Records contained in a dataset:

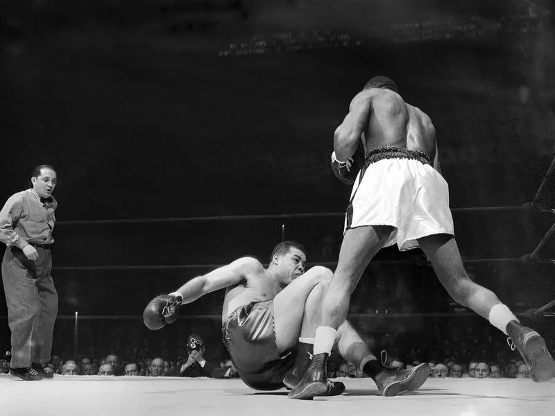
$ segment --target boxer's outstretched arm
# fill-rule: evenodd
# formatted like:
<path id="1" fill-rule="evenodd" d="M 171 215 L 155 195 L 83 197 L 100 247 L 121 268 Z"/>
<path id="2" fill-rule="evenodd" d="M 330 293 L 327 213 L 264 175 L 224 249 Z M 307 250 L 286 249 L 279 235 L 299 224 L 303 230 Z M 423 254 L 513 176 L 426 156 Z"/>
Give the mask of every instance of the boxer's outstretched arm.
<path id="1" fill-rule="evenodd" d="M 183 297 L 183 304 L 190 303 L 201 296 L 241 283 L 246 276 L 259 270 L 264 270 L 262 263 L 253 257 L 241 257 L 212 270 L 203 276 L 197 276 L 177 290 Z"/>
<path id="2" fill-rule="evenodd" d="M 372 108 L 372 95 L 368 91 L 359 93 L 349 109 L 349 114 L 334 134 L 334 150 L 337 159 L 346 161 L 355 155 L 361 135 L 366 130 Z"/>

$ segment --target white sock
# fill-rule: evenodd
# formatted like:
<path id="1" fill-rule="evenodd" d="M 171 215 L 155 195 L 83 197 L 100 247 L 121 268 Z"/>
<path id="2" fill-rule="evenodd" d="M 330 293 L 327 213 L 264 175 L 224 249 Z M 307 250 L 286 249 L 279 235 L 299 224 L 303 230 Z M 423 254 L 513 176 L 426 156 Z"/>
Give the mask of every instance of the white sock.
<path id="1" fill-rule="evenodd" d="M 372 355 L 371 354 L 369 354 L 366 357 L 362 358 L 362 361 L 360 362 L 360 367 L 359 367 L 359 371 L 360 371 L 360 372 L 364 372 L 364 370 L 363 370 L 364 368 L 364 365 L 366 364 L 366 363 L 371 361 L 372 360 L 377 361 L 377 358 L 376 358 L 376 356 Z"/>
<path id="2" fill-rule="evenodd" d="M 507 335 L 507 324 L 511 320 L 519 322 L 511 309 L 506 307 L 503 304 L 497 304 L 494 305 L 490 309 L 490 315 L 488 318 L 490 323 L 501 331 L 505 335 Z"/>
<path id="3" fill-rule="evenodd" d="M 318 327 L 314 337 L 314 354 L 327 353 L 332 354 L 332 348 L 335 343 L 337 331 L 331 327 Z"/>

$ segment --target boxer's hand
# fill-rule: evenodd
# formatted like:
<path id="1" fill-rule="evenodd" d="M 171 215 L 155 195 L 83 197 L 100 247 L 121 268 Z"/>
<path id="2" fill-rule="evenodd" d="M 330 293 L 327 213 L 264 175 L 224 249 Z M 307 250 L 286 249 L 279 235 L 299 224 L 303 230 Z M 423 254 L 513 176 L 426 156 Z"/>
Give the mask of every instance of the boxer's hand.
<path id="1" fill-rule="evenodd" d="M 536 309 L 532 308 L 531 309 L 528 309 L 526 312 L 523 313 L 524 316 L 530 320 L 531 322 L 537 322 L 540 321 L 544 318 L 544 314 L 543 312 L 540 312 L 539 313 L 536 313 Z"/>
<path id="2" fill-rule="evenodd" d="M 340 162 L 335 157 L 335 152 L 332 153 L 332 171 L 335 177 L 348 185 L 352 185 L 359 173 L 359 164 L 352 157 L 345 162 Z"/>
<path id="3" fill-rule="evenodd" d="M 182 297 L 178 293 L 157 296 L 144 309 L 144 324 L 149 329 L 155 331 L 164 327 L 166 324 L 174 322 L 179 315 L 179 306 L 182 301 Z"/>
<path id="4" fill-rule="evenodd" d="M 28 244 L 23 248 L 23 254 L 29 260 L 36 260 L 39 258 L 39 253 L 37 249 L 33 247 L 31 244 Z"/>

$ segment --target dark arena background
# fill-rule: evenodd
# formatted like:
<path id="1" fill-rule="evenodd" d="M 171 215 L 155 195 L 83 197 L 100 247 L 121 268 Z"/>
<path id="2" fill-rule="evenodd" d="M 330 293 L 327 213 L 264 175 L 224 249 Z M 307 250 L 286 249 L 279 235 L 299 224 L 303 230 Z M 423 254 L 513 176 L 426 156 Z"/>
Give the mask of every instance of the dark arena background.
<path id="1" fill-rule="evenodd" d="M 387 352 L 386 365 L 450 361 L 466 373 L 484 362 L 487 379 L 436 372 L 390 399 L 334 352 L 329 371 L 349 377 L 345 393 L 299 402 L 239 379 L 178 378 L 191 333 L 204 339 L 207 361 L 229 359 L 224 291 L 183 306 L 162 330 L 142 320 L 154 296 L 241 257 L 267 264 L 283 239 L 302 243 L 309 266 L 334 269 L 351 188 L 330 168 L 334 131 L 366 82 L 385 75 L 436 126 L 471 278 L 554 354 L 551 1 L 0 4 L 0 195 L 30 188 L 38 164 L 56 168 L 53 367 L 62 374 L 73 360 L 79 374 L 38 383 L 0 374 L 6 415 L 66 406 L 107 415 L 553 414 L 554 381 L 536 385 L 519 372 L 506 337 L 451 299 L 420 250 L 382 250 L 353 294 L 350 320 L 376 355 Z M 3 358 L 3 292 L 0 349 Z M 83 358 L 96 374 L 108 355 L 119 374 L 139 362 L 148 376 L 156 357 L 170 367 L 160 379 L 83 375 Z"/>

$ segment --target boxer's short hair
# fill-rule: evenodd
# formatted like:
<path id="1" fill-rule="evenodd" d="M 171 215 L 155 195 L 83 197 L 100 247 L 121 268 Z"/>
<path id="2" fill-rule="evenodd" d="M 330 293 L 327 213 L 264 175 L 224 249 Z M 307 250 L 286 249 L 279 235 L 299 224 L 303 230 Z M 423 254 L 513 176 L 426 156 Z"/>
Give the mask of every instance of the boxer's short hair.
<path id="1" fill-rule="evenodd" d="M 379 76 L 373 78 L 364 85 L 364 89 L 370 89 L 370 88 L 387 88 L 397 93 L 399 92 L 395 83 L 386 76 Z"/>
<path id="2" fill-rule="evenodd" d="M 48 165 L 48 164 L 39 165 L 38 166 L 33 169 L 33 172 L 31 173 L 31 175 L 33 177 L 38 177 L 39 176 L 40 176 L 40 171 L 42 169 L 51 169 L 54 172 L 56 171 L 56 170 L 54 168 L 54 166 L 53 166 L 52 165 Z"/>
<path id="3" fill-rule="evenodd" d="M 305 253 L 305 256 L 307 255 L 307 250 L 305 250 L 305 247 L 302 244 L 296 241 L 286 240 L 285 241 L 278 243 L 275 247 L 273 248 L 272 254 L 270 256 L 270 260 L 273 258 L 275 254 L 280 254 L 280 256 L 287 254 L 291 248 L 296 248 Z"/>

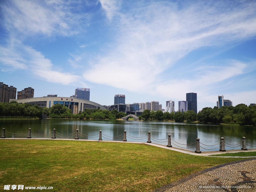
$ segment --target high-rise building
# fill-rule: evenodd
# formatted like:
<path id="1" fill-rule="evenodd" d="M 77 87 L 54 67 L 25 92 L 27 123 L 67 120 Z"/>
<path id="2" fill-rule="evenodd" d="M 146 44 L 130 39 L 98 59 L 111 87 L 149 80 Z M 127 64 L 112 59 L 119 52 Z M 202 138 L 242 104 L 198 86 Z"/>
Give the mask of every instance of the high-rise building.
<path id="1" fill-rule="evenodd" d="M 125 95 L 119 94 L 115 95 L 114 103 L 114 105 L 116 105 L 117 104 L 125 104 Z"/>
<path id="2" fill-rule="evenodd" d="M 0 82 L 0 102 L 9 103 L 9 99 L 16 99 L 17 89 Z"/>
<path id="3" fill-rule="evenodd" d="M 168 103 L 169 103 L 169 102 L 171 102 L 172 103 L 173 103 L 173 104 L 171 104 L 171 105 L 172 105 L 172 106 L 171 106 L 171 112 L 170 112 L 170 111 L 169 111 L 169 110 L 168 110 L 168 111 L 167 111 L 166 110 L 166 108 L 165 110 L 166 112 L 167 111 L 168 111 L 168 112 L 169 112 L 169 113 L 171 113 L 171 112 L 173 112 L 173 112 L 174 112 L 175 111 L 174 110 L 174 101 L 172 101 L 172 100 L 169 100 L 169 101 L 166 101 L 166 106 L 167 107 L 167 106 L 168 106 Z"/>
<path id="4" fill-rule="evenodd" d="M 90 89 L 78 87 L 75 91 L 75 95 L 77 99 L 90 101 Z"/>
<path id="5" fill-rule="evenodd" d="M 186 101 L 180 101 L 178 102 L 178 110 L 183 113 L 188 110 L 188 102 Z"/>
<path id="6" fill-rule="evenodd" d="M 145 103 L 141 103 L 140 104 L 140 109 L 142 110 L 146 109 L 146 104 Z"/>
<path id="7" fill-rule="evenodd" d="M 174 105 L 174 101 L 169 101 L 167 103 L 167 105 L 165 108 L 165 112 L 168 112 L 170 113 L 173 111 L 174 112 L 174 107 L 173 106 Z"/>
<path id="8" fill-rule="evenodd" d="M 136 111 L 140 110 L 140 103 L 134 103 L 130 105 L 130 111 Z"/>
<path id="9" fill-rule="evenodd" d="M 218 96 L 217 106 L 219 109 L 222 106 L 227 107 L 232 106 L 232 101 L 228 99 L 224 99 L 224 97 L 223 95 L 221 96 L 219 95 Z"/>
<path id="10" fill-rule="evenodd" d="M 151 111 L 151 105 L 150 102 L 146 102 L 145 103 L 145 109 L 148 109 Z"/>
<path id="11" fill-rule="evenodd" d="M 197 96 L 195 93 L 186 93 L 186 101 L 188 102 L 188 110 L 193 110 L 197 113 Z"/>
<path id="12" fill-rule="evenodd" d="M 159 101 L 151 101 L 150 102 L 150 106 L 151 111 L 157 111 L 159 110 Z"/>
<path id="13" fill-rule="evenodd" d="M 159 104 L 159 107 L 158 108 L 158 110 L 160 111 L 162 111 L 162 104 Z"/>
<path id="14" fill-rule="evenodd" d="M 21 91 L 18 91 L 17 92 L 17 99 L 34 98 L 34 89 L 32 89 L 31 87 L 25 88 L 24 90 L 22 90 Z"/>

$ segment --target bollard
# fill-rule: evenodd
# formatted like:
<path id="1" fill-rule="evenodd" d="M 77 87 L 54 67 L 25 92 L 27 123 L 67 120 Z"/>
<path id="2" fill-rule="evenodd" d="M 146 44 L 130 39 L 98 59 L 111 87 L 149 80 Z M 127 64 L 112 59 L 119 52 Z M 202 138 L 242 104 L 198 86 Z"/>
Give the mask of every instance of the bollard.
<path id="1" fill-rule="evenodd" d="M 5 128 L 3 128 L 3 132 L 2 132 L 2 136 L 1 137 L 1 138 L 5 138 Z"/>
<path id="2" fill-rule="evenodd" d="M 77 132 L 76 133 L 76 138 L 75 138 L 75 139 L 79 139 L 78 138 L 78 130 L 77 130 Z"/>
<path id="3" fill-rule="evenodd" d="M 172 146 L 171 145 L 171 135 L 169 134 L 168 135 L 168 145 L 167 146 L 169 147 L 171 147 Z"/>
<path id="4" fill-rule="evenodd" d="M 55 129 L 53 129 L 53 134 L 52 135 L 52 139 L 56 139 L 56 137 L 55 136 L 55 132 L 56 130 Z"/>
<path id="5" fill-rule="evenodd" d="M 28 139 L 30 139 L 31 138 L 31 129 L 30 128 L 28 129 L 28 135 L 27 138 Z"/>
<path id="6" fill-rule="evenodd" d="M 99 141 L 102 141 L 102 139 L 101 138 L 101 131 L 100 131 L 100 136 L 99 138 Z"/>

GIVEN EXERCISE →
Reproduce verbatim the lines from the beginning of the entries through the line containing "372 108 L 372", including both of those lines. Leave the pictures out of your copy.

COMPLETE RESPONSE →
$ segment --target boxer's outstretched arm
# fill-rule: evenodd
# formatted like:
<path id="1" fill-rule="evenodd" d="M 171 215 L 155 195 L 83 197 L 100 247 L 121 268 Z"/>
<path id="2" fill-rule="evenodd" d="M 330 293 L 327 213 L 264 175 L 224 249 Z M 307 250 L 286 249 L 279 235 L 299 224 L 303 230 Z M 423 254 L 513 176 L 426 156 Z"/>
Give the mask of every instance of the boxer's outstretched arm.
<path id="1" fill-rule="evenodd" d="M 183 297 L 183 304 L 190 303 L 201 296 L 241 283 L 246 276 L 259 270 L 264 270 L 262 263 L 253 257 L 241 257 L 212 270 L 203 276 L 197 276 L 177 290 Z"/>
<path id="2" fill-rule="evenodd" d="M 372 108 L 372 95 L 368 91 L 359 93 L 349 109 L 349 114 L 334 134 L 334 150 L 337 159 L 346 161 L 355 155 L 361 135 L 366 130 Z"/>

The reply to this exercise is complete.